**** Material for the task

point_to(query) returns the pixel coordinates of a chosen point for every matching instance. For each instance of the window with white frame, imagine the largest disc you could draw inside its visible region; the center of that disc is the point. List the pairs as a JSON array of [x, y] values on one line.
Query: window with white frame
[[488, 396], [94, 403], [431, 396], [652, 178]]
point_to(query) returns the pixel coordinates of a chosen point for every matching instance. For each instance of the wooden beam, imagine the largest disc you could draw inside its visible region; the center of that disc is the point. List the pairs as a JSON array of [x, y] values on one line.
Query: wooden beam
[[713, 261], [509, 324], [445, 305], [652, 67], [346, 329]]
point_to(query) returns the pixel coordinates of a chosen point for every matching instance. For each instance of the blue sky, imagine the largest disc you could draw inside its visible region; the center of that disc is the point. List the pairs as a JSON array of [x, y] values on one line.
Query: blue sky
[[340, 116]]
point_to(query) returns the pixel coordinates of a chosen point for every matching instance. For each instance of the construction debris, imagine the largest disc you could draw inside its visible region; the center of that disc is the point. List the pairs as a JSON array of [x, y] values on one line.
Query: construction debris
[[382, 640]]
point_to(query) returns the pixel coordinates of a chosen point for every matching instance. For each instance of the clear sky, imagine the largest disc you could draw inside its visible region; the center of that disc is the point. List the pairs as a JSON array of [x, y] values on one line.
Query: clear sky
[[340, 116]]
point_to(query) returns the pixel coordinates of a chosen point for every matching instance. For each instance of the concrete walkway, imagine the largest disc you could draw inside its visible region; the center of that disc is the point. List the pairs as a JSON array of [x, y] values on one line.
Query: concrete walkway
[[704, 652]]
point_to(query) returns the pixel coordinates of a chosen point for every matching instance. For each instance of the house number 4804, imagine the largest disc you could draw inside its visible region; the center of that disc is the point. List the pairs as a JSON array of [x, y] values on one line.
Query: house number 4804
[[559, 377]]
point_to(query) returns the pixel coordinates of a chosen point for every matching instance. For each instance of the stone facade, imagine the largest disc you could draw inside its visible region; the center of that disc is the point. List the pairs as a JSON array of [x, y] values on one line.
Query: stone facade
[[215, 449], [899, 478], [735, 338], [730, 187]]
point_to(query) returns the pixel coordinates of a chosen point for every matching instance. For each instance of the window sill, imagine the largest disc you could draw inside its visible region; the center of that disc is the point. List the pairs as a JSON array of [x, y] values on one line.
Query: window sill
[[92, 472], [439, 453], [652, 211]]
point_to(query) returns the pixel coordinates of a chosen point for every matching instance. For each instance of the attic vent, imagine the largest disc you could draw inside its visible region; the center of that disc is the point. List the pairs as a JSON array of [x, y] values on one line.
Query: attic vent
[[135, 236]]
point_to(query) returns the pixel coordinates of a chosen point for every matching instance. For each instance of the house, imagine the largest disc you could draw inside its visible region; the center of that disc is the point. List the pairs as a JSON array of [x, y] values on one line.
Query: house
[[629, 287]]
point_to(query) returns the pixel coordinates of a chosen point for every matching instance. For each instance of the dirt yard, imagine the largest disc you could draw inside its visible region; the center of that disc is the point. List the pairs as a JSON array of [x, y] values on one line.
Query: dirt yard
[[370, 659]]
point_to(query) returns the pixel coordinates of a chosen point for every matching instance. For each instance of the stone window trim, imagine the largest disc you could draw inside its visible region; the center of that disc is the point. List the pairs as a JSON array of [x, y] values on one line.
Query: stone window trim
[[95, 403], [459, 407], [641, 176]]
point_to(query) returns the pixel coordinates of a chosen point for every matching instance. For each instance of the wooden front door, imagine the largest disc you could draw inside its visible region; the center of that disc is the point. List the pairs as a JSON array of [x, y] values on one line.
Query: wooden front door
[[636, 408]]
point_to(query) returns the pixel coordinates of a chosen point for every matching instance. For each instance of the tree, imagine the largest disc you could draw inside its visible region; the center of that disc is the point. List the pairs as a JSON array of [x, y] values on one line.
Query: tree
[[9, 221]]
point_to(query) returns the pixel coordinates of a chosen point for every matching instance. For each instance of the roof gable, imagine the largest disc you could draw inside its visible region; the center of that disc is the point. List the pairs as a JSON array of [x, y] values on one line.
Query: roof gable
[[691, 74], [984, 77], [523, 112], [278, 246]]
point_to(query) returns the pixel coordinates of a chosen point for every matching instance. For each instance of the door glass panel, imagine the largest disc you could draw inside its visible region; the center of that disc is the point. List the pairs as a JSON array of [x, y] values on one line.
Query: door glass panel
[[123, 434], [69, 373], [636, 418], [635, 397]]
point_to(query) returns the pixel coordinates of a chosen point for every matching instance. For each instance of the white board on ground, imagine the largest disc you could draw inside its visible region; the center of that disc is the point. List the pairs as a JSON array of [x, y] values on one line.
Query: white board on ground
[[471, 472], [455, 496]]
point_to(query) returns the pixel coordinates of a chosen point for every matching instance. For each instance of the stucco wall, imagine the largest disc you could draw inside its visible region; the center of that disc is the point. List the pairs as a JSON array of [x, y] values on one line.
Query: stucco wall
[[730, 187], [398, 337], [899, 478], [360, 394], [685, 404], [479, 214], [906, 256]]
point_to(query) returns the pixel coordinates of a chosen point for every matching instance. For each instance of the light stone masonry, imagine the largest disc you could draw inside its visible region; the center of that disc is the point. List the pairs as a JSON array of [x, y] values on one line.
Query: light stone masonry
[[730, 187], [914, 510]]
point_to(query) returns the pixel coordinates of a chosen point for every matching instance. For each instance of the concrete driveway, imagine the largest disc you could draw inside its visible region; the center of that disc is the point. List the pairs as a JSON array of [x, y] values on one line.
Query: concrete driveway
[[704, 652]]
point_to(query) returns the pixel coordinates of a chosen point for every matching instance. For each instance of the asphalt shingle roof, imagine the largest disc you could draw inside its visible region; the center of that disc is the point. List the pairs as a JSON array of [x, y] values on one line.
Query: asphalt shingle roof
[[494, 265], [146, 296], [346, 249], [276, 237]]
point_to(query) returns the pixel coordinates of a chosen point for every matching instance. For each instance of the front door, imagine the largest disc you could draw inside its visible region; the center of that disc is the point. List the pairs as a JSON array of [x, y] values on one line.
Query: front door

********

=== Goal ===
Could you reproduce, character for character, the stretch of the data from the line containing "of the roof" through the line containing "214], [906, 256]]", including both of those lines and nothing else?

=== Exercise answer ===
point_to(query) returns the pixel coordinates of a chosen point for every matching instance. For each instance of the roof gable, imagine the largest disc you could draw inside its visible region; the center of that disc is the point. List the pairs as a JSON array of [x, y] values on one line.
Query: roof gable
[[691, 74], [984, 77], [523, 112], [278, 246]]
point_to(query) returns the pixel coordinates of a chosen point for every matching instance. For each instance of the door glass panel, imagine the largest disc you could draw inside its visible region; the center of that disc is the point. List the pairs as a JSON array of [x, y] values on one line.
Query: door glass panel
[[123, 434], [69, 373], [636, 418], [635, 397]]
point_to(query) returns the pixel coordinates of a chosen point for every matching instance. For each instance of the white board on ground, imagine the largest disc you could draw inside its visible region; the center of that disc is the point. List the pairs as a JSON array of [x, y] values on one line.
Query: white board on ground
[[471, 472], [455, 496]]
point_to(query) returns the pixel coordinates of a chosen point for every matching instance. For each instance of the stucco wall, imagine the largest disc you could draw inside its visible region; the center of that disc is the point. List the pairs as a JSON array of [x, y] values on one line.
Query: stucco wall
[[730, 187], [398, 337], [899, 478], [360, 394], [685, 404], [479, 214], [906, 256]]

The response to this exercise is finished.